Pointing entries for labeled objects
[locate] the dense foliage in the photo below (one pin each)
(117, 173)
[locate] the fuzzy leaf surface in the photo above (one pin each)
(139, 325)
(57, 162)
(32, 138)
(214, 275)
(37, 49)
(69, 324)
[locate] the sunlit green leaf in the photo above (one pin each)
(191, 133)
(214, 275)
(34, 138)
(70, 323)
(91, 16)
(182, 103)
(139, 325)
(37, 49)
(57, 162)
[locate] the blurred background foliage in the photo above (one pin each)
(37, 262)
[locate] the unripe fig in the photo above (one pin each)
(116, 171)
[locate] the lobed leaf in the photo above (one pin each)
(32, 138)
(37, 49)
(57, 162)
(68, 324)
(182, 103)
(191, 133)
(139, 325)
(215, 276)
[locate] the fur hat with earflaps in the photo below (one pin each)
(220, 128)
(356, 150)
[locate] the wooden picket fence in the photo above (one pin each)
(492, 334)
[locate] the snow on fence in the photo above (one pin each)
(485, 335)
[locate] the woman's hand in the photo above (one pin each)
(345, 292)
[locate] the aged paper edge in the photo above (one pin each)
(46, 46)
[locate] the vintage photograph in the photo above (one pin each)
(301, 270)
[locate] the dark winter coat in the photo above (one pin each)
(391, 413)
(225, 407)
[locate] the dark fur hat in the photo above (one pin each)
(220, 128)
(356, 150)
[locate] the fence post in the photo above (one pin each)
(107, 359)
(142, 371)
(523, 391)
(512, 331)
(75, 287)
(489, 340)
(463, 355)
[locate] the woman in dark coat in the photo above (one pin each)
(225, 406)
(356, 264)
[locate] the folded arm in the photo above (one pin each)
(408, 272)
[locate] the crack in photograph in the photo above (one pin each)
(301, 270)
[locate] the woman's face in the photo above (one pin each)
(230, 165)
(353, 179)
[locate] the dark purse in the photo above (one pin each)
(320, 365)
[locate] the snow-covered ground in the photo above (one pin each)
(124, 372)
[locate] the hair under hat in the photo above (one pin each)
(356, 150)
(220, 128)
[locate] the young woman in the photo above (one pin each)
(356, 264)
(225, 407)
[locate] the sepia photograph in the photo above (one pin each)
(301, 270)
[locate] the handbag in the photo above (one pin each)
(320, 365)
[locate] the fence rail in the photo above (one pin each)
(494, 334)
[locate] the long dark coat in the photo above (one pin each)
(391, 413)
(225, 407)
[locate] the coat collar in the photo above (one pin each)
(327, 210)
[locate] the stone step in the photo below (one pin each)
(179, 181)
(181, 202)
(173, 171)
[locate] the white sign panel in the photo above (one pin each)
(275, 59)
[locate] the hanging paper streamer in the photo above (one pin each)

Given request: Reproduce all of the rows above word for word, from the first line through the last.

Exercise output:
[locate] the dense foliage in the photo below (one pin each)
(117, 173)
[locate] the fuzzy leaf surface in the photo above (one pin each)
(139, 325)
(57, 162)
(32, 138)
(214, 275)
(37, 49)
(69, 324)
[locate] the sunlit green leaf in the photo above (one pin each)
(191, 133)
(214, 275)
(34, 138)
(70, 323)
(91, 16)
(182, 103)
(139, 325)
(37, 49)
(57, 162)
[locate] the blurred background foliage in the photo above (one pin each)
(37, 262)
[locate] the unripe fig in the photo above (one pin each)
(116, 171)
[locate] the lobed leaf in the photo above (one pin each)
(32, 138)
(37, 49)
(57, 162)
(68, 324)
(182, 103)
(191, 133)
(139, 325)
(215, 276)
[locate] the fur hat with earflaps in the photo below (one pin each)
(220, 128)
(356, 150)
[locate] the wooden picket fence in the photo above (one pin each)
(492, 334)
[locate] the snow on fence in the photo above (one pin each)
(485, 335)
[locate] the woman's hand in the photo above (one pin each)
(345, 292)
[locate] the aged paper edge in the photo above (one pin each)
(46, 46)
[locate] the vintage photograph in the photo above (one pin each)
(301, 270)
[locate] the dark winter coat in the photo above (one pin each)
(391, 413)
(225, 407)
[locate] the dark fur hat in the photo above (one pin each)
(220, 128)
(356, 150)
[locate] the fence post in the photo above (one pin each)
(107, 359)
(142, 371)
(523, 391)
(512, 331)
(75, 287)
(489, 340)
(463, 355)
[locate] the woman in dark coat in the photo above (one pin each)
(225, 406)
(356, 264)
[locate] the folded arm in the photo above (one pin each)
(408, 272)
[locate] the crack in photograph in the photo above (one pin each)
(301, 270)
[locate] the woman's face in the photo above (one pin each)
(230, 165)
(353, 179)
[locate] the dark purse in the photo above (one pin each)
(320, 365)
[locate] the snow-covered ground in the photo above (one pin each)
(124, 372)
[locate] the hair under hat in the photo above (one pin each)
(356, 150)
(220, 128)
[locate] the young woman in the photo above (one pin each)
(356, 264)
(225, 407)
[locate] the sepia photograph in the photo above (one pin each)
(301, 270)
[locate] the handbag in the photo above (one pin each)
(320, 365)
[locate] the fence rail in the photo above (one pin each)
(494, 334)
[locate] the long dark coat in the photo above (one pin each)
(391, 413)
(225, 407)
[locate] the coat collar in the photo above (one pin each)
(327, 210)
[locate] the stone step in the photo below (one pin each)
(179, 181)
(181, 202)
(173, 171)
[locate] the white sign panel in the photo above (one pin each)
(275, 59)
[locate] the hanging paper streamer in the photo above (one pin each)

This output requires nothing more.